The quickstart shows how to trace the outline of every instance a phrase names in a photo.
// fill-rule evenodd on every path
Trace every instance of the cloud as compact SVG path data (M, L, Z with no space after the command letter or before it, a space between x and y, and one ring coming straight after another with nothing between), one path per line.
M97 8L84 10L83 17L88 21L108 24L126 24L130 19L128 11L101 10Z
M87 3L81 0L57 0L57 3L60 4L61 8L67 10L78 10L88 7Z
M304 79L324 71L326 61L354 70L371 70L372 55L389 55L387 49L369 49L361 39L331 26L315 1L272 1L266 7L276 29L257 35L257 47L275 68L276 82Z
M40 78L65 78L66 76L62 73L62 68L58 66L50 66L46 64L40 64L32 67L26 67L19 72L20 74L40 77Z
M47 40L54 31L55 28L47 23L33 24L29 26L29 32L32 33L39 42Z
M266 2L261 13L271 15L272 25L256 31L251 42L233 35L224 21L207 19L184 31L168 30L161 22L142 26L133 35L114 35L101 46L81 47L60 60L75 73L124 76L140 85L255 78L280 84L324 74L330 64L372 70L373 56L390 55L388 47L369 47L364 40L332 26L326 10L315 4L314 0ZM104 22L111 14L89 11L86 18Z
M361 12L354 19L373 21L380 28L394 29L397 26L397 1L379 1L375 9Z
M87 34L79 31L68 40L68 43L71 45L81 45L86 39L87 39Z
=======
_Objective:_
Print every one of the entries above again, unchanged and line for line.

_Exercise response:_
The quickstart shows how to trace the outline of every instance a phrase names in a photo.
// fill-rule evenodd on every path
Trace every instance of the cloud as compact SVG path data (M, L, Z with no space after the command letter or before it, a space between x and y, and one ring coming straight after another with nothing between), one path per line.
M97 8L84 10L83 17L88 21L108 24L126 24L130 19L128 11L101 10Z
M87 3L81 0L57 0L57 3L60 4L61 8L67 10L78 10L88 7Z
M304 79L324 71L326 61L354 70L371 70L372 55L389 55L387 49L369 49L361 39L331 26L315 1L272 1L266 7L276 29L257 35L257 47L275 68L276 82Z
M40 78L65 78L66 76L62 73L62 68L58 66L50 66L46 64L40 64L32 67L26 67L19 72L20 74L40 77Z
M47 40L54 31L55 28L47 23L33 24L29 26L29 32L32 33L39 42Z
M266 2L261 13L271 15L272 25L256 31L251 42L233 35L224 21L207 19L184 31L168 30L161 22L142 26L133 35L114 35L101 46L81 47L60 60L75 73L124 76L140 85L255 78L280 84L324 74L330 64L372 70L373 56L390 55L388 47L369 47L364 40L332 26L326 10L315 4L314 0ZM104 22L111 14L89 11L86 18Z
M361 12L354 19L373 21L380 28L394 29L397 26L397 1L379 1L375 9Z
M87 34L79 31L68 40L68 43L71 45L81 45L86 39L87 39Z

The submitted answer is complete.